> _Region annotation entries_
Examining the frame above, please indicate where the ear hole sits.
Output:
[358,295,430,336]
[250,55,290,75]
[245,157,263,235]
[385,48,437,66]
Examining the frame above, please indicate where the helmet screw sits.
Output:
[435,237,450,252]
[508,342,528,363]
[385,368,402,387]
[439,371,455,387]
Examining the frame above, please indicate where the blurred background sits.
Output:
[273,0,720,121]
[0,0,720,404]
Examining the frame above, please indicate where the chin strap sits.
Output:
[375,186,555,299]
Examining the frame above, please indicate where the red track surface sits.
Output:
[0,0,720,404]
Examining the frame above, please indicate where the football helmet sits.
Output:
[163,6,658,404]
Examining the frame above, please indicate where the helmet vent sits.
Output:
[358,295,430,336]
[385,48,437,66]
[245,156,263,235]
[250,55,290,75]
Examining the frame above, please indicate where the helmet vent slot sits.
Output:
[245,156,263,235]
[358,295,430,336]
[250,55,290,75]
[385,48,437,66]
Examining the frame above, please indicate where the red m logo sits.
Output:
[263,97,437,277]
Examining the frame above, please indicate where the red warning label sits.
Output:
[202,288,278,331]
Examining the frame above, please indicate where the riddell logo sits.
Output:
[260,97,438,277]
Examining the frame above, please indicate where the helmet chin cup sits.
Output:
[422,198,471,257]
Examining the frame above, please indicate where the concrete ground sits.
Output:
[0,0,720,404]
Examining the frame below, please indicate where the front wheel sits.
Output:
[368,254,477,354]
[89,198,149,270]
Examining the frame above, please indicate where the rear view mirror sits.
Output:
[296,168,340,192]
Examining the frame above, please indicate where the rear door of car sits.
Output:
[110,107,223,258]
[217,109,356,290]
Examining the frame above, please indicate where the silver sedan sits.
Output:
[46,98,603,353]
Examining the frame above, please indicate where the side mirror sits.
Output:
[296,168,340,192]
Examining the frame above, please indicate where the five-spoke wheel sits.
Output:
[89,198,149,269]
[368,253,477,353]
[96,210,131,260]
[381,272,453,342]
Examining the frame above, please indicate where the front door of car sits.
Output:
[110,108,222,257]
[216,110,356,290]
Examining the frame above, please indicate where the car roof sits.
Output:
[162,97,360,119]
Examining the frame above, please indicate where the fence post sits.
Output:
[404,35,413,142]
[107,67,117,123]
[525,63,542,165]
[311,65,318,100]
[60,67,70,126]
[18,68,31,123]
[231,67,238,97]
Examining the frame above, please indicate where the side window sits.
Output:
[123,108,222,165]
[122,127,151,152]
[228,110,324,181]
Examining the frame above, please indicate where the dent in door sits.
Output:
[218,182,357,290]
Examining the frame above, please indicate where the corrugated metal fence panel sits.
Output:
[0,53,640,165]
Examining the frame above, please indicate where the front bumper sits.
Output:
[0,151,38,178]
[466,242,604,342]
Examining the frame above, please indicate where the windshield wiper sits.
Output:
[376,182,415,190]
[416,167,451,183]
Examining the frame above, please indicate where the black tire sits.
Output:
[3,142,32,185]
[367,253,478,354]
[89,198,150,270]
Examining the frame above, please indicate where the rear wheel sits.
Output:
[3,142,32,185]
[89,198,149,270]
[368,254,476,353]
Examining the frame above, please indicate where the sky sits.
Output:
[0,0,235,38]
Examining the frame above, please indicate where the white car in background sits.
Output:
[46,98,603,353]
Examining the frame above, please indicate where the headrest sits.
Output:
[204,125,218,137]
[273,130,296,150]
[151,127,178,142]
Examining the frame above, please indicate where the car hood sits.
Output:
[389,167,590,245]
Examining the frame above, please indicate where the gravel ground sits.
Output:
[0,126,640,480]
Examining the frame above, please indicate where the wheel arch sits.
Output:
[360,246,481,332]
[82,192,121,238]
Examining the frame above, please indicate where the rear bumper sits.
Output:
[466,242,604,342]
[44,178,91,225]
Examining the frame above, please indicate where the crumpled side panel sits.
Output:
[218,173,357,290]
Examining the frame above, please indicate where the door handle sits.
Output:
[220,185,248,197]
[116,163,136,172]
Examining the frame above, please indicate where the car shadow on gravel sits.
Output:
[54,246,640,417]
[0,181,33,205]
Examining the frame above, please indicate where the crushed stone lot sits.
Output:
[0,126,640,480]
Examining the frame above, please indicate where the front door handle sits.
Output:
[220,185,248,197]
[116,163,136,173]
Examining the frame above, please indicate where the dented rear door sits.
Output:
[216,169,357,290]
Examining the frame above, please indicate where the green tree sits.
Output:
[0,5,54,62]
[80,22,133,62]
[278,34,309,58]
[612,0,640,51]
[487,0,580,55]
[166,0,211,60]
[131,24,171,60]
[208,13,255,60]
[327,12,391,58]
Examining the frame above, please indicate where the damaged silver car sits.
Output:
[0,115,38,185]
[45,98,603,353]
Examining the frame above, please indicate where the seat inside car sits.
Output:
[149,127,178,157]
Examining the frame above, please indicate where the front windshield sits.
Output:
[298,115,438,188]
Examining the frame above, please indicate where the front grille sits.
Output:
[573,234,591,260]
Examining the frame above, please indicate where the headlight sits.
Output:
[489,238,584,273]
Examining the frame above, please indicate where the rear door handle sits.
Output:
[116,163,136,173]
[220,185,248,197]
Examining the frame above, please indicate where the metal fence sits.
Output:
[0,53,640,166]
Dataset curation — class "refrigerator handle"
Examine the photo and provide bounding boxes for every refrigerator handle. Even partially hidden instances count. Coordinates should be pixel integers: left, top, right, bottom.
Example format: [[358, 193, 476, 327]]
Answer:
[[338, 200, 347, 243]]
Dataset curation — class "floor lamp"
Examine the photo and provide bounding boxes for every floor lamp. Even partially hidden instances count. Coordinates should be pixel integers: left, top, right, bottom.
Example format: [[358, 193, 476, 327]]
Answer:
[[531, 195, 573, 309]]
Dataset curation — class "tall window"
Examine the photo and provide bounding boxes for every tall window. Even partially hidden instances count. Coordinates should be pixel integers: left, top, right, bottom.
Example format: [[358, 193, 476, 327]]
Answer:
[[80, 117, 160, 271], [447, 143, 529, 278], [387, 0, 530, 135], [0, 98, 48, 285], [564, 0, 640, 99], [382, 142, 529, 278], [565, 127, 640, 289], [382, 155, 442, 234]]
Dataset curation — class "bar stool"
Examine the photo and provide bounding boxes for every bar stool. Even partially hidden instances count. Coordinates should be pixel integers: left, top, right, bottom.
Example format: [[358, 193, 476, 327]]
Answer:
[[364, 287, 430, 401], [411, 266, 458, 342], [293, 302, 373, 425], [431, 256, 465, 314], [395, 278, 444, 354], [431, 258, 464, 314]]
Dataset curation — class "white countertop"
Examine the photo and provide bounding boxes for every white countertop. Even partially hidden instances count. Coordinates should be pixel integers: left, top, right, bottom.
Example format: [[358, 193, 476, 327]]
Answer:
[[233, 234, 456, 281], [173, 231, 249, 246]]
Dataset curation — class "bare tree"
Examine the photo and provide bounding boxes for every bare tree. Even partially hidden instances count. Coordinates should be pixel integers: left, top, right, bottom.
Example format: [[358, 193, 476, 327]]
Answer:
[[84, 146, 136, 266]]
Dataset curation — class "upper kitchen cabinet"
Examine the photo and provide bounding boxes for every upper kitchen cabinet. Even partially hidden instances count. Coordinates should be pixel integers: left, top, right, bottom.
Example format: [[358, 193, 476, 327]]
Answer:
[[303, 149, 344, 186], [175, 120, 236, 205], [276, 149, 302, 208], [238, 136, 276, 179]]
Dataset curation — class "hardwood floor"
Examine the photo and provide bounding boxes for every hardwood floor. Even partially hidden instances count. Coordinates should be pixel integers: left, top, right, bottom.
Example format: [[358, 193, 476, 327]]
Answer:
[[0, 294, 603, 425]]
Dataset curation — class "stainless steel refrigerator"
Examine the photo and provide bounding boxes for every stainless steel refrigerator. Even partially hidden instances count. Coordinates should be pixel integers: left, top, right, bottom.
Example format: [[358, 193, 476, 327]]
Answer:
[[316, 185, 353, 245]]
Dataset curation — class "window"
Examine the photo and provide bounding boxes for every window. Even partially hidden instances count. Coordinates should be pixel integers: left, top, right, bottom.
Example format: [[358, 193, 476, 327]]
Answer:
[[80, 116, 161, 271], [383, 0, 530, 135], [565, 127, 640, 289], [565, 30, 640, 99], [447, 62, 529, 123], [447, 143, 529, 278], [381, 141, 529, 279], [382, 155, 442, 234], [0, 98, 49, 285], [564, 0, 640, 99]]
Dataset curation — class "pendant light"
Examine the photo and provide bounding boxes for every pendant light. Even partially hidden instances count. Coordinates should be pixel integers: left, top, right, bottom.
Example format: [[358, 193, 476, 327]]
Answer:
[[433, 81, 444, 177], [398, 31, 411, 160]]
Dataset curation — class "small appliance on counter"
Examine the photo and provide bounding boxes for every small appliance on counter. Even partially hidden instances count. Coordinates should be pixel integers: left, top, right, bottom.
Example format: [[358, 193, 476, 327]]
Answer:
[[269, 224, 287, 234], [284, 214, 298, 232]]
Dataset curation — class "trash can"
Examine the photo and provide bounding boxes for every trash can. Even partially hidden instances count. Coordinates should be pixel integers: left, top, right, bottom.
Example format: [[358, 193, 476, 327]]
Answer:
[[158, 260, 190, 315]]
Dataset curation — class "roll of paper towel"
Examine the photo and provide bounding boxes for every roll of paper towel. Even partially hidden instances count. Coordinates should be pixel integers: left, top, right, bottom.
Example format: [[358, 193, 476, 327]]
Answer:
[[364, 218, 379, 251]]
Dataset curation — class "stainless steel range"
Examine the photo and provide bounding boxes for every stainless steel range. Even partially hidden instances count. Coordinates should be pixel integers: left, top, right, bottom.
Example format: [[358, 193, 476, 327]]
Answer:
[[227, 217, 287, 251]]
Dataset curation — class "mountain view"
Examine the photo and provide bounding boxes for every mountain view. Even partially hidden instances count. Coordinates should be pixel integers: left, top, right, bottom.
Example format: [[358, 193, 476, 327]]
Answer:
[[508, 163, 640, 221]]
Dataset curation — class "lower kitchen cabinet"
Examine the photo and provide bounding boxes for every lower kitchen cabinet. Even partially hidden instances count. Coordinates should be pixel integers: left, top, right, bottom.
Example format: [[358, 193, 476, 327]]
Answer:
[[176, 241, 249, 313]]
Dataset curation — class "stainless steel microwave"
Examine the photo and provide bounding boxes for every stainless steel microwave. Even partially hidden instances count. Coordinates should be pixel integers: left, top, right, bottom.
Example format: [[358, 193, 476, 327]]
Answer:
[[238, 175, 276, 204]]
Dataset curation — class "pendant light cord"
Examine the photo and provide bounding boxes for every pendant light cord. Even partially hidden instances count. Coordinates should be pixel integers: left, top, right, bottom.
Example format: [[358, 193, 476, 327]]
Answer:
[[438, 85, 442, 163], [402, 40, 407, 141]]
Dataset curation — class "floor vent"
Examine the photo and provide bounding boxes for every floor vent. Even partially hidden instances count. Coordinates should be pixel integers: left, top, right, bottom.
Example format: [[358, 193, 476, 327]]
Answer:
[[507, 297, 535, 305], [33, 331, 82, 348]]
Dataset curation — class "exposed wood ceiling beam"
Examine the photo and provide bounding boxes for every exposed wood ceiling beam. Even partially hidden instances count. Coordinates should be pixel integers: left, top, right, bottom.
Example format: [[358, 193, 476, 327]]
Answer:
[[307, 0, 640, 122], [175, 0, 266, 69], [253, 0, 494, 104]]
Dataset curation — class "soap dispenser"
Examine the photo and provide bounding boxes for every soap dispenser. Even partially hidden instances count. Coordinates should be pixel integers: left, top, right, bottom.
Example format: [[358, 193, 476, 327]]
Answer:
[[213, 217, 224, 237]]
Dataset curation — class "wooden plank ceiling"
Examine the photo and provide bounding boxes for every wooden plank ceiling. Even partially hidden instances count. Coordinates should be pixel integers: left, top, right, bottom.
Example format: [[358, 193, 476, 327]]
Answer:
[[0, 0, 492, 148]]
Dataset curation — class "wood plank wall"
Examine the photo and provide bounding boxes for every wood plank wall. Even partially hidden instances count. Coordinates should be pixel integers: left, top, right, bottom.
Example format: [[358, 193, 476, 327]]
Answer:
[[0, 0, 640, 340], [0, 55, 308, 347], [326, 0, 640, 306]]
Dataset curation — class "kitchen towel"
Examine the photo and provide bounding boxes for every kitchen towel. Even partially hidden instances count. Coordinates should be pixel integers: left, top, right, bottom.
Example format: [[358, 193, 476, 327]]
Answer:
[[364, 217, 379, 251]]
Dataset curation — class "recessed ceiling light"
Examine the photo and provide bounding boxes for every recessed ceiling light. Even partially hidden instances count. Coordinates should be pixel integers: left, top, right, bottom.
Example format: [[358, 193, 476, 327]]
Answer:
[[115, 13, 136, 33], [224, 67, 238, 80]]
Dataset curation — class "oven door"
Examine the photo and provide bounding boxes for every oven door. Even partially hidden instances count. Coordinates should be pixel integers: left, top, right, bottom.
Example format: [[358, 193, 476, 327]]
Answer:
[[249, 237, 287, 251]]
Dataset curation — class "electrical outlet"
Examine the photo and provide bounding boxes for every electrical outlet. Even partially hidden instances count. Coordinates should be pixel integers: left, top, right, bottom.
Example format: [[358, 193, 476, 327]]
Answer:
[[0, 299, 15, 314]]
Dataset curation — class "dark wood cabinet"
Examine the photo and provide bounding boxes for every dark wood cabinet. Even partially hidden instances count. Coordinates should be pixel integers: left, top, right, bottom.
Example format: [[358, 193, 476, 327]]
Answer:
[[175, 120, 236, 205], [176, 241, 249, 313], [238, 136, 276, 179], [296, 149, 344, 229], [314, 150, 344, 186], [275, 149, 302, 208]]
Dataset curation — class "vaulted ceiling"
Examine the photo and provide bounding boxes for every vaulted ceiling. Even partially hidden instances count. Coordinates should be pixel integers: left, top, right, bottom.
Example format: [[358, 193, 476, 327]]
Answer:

> _PROBLEM TO WORK ON_
Rewrite the material from the line with "Examining the frame above, please indicate where the rear view" up to and including the line with "[217,109,356,290]", changing "Output" to "Result" and keeping everything else the same.

> _EXERCISE SOLUTION_
Examining the frame above, please indicate where the rear view mirror sits.
Result:
[296,168,340,192]
Examining the frame above, please indicate where the rear door of car sits.
Result:
[110,107,223,258]
[217,109,356,290]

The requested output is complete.